** Start SELECTED PASSAGE **

Director: David Dobkin
Starring: Jason Bateman, Ryan Reynolds
Domestic Gross: $37,081,475
Call it a case of counting your chickens before they're hatched. A week before the release of The Change-Up, the film was plugged in a Hollywood Reporter article about the rise and dominance of R-rated comedies, mentioned in the same breath as Bad Teacher, Horrible Bosses and Bridesmaids, all hits in the summer of 2011. Noting the recent trend of films with "off-color language and raunchy sensibilities," the writer goes on to call R-rated comedies "Hollywood's darling" and ends with the assertion: "The best part for Hollywood is that the barrage isn't over: Another R-rated comedy, the Jason-Bateman-Ryan Reynolds starrer The Change Up, is coming from Universal on Aug. 5." Hindsight is, of course, 20/20 but it's difficult to understand how a film as charmless and lacking in virtue as The Change-Up could ever be considered alongside those other films (and I say that as someone who didn't even like Horrible Bosses), and easy to understand how it became an abject failure both in terms of box office and critical reception. This is, after all, a film that begins with an infant projectile defecating into Bateman's open mouth and then somehow finds a way to keep lowering the bar from there.
Bateman and Reynolds star as lifelong friends Dave and Mitch. The former (played by Bateman) is a lawyer and family man struggling to keep all his plates spinning, while the latter (Reynolds) is an actor waiting for his big break and enjoying a life of casual sex with a string of women. Uptight Dave has more or less outgrown his friendship with freewheeling Mitch, but is guilted into having a boys night out with him during which they get drunk and later pee in the same fountain while each states that he wished he had the other's life. Just then a strange power outage briefly immerses the neighborhood around them in darkness and the next morning they wake up having switched bodies. Realizing that the switch has something to do with the fountain, they rush back to it in order to correct the situation only to discover that the fountain has been removed and that the guy who would know exactly where it's being taken is currently on holiday. Until they're able to find the new location of the fountain, they agree to keep up appearances as each other, though they do make a futile attempt to tell Dave's wife, Jamie (Leslie Mann), what has happened. The timing really couldn't be worse as Dave is in the process of closing a big deal that, if successful, will see him being made a partner at the firm, while Mitch is about to make his film debut in what he believes will be an important project (though as Dave/Mitch discovers to his horror when he shows up on set, it's actually a super low budget porno). On the bright side, Dave as Mitch has the opportunity to explore a relationship with Sabrina (Olivia Wilde), the junior lawyer that he has a crush on, and Mitch as Dave is able to gain some insight into his relationship with his father (Alan Arkin), who opens up to "Dave" in a way that he never could to his son. In fact, things begin going so well for each in the lives of the other that when they do find the statue, they decide to postpone their attempt to switch back so that they can enjoy the other's life just a little bit longer, only to discover in the end that the grass really isn't greener on the other side after all.

** End SELECTED PASSAGE **
** Start ITEMS **

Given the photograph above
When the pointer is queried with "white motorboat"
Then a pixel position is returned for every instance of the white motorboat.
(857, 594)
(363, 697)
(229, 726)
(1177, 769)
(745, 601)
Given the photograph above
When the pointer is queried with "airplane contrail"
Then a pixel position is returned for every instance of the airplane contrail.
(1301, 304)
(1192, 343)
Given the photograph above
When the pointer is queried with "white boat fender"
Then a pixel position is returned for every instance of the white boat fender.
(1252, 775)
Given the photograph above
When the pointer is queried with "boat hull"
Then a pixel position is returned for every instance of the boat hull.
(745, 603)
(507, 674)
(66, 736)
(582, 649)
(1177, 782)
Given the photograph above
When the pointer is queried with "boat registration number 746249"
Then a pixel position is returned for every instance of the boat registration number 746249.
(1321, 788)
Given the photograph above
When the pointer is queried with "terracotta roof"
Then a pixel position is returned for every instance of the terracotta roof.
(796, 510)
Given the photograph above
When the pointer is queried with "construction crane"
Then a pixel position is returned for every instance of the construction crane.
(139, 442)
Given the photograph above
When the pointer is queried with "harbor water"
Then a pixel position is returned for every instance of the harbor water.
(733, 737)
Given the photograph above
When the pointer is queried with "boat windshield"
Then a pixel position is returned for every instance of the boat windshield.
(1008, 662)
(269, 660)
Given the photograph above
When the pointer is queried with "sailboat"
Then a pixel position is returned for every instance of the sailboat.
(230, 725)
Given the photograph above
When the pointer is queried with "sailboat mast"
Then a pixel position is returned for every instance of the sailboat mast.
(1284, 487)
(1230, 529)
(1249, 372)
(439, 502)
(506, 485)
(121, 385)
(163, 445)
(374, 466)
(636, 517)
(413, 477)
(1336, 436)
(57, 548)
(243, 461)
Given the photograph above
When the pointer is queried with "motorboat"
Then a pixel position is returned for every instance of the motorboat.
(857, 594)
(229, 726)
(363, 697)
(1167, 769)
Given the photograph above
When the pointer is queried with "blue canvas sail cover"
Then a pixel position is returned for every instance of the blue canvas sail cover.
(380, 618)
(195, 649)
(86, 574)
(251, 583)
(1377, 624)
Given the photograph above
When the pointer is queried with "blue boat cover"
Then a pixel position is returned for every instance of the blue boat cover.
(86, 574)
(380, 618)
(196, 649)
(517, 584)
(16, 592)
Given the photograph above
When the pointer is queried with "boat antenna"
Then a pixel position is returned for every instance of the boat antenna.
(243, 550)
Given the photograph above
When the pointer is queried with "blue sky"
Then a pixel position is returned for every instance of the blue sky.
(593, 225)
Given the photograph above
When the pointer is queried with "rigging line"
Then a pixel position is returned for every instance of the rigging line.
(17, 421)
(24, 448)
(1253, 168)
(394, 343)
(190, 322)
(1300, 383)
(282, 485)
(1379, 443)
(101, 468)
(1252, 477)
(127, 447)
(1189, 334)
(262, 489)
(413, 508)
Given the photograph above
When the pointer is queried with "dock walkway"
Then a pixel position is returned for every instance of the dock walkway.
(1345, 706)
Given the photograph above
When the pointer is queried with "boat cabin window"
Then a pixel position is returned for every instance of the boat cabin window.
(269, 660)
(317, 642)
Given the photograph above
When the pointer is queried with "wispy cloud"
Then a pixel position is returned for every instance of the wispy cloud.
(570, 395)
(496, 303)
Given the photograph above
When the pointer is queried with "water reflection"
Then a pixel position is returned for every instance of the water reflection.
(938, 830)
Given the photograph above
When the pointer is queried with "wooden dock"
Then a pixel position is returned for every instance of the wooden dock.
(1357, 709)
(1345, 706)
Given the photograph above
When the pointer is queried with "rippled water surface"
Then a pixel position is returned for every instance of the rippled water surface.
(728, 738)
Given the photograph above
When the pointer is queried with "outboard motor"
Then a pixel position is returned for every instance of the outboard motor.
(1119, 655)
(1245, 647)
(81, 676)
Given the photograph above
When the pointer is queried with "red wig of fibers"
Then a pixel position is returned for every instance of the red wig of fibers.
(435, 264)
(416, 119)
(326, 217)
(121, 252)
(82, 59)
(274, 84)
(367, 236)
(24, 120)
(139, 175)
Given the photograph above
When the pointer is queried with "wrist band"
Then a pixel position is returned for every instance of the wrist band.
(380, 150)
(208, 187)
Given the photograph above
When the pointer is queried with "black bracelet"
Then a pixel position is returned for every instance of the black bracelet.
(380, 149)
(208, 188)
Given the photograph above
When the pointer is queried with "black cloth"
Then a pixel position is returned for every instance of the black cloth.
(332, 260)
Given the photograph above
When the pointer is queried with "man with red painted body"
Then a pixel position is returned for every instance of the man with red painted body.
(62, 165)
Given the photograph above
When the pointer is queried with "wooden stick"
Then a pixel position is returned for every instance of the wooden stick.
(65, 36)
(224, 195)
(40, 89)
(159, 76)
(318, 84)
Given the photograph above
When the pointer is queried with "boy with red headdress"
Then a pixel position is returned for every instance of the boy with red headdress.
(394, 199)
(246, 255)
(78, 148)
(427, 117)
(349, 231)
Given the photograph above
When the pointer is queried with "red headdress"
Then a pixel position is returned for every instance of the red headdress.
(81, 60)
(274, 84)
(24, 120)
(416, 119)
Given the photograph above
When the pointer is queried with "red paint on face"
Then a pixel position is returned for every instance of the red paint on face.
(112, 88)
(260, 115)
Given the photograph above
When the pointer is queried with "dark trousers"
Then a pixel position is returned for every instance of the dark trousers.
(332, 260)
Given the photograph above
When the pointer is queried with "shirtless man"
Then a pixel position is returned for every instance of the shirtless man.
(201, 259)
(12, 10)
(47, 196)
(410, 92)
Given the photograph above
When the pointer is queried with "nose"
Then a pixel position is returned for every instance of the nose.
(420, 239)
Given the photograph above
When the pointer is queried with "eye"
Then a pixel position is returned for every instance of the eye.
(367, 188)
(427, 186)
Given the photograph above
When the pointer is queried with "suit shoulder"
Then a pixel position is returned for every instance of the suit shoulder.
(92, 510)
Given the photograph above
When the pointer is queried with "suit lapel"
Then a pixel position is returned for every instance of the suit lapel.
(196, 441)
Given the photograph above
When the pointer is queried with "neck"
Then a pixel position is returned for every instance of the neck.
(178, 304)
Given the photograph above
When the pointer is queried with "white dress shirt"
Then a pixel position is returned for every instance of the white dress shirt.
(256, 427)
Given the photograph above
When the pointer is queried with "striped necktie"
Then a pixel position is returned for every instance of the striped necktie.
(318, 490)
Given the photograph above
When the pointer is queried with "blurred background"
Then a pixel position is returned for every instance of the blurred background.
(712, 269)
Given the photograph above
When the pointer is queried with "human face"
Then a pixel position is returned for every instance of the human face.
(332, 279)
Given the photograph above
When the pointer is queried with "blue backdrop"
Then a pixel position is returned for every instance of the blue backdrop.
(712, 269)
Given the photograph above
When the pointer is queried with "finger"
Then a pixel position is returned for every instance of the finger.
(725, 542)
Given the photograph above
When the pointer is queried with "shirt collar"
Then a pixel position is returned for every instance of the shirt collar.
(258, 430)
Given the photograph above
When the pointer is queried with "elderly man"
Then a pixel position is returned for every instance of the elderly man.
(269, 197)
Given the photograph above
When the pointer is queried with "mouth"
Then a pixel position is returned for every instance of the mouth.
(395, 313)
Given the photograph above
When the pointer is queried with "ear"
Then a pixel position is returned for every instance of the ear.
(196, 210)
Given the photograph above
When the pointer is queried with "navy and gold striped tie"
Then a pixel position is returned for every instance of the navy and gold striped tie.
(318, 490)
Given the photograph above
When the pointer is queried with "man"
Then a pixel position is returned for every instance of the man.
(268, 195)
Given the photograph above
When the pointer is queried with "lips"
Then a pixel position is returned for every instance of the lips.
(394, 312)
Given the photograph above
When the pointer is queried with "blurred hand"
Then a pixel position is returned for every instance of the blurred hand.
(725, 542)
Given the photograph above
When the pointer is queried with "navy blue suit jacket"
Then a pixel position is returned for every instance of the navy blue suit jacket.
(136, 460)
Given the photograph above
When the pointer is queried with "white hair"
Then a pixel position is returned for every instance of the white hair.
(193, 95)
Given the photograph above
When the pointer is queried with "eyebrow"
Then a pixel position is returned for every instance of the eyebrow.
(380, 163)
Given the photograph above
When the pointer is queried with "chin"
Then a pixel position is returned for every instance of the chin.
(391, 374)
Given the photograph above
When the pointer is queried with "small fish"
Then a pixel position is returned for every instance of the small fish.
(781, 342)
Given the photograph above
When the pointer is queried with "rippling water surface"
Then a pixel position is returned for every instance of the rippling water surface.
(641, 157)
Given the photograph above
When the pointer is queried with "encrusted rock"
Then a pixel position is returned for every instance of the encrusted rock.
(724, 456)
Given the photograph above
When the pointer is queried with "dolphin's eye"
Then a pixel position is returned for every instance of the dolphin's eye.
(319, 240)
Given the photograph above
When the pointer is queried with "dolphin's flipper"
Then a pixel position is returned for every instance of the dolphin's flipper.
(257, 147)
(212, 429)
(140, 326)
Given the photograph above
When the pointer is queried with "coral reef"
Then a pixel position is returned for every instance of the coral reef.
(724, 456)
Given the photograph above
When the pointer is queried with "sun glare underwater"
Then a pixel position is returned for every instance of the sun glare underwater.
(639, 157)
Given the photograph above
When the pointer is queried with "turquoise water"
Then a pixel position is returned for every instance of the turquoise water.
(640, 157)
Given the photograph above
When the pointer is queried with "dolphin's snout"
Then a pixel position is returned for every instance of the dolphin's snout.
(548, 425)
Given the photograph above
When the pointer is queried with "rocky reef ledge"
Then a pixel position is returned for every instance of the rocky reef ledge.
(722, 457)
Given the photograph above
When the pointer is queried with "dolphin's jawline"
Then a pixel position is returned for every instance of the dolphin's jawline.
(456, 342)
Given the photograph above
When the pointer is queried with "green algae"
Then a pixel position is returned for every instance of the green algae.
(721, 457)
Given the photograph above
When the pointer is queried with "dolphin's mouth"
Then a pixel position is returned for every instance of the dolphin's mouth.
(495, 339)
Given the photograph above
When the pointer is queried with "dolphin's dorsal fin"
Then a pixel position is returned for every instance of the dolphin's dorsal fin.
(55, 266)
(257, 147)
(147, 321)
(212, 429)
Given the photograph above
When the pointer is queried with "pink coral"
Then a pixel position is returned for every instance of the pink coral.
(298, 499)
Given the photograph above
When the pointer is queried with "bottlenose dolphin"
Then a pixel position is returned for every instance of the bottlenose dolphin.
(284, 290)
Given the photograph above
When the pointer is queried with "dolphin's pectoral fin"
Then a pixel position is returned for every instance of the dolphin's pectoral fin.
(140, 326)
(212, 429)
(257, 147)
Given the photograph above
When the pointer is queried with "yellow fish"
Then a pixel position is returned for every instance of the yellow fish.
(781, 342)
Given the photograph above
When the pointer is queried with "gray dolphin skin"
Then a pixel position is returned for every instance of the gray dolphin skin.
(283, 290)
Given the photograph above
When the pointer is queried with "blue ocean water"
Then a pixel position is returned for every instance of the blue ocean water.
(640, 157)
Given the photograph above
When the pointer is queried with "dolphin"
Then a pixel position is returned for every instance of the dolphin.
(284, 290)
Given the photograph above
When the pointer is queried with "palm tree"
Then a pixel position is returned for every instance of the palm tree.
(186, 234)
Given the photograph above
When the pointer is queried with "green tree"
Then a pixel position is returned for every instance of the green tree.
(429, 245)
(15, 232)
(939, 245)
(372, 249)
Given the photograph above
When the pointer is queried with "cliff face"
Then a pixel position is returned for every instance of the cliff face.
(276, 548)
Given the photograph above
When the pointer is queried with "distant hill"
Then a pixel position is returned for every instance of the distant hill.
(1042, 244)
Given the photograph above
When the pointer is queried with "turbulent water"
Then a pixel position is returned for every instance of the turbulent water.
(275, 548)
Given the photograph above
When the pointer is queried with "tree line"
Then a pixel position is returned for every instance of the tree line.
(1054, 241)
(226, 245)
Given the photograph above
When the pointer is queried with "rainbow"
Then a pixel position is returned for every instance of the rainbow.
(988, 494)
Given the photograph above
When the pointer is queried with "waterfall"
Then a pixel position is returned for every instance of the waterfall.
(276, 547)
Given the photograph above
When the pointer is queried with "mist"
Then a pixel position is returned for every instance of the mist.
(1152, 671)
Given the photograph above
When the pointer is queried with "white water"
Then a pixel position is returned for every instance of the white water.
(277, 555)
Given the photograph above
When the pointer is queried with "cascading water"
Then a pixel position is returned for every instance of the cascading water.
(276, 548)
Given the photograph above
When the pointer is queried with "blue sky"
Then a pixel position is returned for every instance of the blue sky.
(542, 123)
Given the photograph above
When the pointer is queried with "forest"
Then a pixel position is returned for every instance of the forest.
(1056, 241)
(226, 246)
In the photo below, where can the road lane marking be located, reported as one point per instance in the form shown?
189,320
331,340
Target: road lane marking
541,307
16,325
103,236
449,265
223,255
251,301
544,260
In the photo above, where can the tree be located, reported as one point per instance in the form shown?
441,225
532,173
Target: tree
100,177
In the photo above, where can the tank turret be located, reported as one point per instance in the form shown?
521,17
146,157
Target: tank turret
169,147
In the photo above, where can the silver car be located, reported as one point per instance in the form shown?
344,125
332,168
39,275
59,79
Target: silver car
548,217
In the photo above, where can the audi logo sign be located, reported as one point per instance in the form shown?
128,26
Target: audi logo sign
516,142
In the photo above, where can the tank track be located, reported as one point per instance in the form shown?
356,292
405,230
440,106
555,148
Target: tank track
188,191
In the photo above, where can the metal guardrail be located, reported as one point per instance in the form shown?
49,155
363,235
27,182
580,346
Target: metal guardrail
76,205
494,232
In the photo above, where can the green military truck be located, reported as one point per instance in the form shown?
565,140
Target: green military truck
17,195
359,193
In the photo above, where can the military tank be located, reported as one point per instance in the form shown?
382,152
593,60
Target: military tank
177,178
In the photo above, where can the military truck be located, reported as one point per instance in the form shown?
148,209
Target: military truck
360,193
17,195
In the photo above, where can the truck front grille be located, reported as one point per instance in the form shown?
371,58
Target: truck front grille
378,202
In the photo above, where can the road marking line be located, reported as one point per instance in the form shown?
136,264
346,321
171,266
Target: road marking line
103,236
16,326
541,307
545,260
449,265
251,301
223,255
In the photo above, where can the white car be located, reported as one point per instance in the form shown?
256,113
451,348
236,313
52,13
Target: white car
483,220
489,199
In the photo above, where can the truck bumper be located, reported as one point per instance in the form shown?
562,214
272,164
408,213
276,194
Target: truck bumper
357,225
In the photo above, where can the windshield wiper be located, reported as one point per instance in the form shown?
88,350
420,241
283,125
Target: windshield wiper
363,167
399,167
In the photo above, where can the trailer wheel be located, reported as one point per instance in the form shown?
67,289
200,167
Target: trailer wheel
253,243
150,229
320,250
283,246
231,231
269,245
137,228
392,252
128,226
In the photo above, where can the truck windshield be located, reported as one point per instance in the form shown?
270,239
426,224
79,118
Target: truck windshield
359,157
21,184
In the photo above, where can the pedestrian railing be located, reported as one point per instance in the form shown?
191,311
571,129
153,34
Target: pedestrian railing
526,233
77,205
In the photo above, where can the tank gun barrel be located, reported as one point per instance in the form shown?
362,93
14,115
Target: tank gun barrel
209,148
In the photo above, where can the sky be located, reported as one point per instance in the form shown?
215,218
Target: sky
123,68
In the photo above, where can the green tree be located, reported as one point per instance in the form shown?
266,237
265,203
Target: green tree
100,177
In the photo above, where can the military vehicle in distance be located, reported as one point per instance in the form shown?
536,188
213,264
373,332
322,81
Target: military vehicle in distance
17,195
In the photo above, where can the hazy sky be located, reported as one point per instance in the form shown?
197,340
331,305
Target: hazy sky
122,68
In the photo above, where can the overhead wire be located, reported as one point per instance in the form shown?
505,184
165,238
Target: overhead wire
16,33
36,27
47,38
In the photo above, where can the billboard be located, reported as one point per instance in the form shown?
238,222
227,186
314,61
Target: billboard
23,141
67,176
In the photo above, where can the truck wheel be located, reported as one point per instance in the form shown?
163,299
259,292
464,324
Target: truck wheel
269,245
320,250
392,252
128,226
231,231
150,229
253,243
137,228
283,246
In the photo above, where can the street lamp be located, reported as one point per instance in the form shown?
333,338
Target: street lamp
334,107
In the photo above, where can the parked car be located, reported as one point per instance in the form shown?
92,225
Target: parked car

** End ITEMS **

> _REQUIREMENT 1_
Answer these questions from the review of The Change-Up.
(a) According to the Hollywood Reporter article, which studio was releasing the film, and on what date?
(b) What is Dave's profession?
(c) Who plays Dave's wife, Jamie?
> _REQUIREMENT 2_
Write the next part of the review of The Change-Up, picking up after its final sentence.
These records have nothing to do with the review of The Change-Up.

> _WRITTEN REPLY 1_
(a) Universal, on Aug. 5.
(b) He is a lawyer.
(c) Leslie Mann.

> _WRITTEN REPLY 2_
I'm not even sure where to begin describing what's wrong with this film, so I'm just going to start with its most egregious element, which is its treatment of women. The Change-Up has a view of women that can most generously be described as "extremely fucked up" even if you ignore the moment when Mitch as Dave advocates rape by comparing a business negotiation to the process of convincing a drunk girl who says she doesn't want to have sex that she actually does (I believe this is known as the "Blurred Lines" strategy). The most consistent joke in the film is that women's bodies are gross and that women are essentially worthless once they've done anything that could kill a dude's boner. Yet, even while declaring that these women are disgusting and unfuckable, the film still takes a moment to linger exploitatively on their bare breasts. Off the top of my head, I recall that this happens on at least three occasions (with Jamie, with the woman in the porno film, and with a woman who has a standing weekly sex date with Mitch). The only woman in the film who escapes this treatment is Sabrina, who is less a Manic Pixie Dream Girl and more the ultimate "girl who can hang," a woman who embraces all the things that are stereotypically considered "masculine" interests but does so without sacrificing her hotness. Sabrina is valued by the film because she can be an object of desire without requiring any form of compromise (or really anything at all) from its male protagonists. She doesn't demand anything from them, the only needs she has from them are those which, miraculously, complement their own, and she never questions them or needs them to explain themselves. She notices, after the switch, that "Dave" is acting strangely but if she ever notices following the switch back that Mitch, whom she started to date while he was really Dave, is behaving differently, she never mentions it.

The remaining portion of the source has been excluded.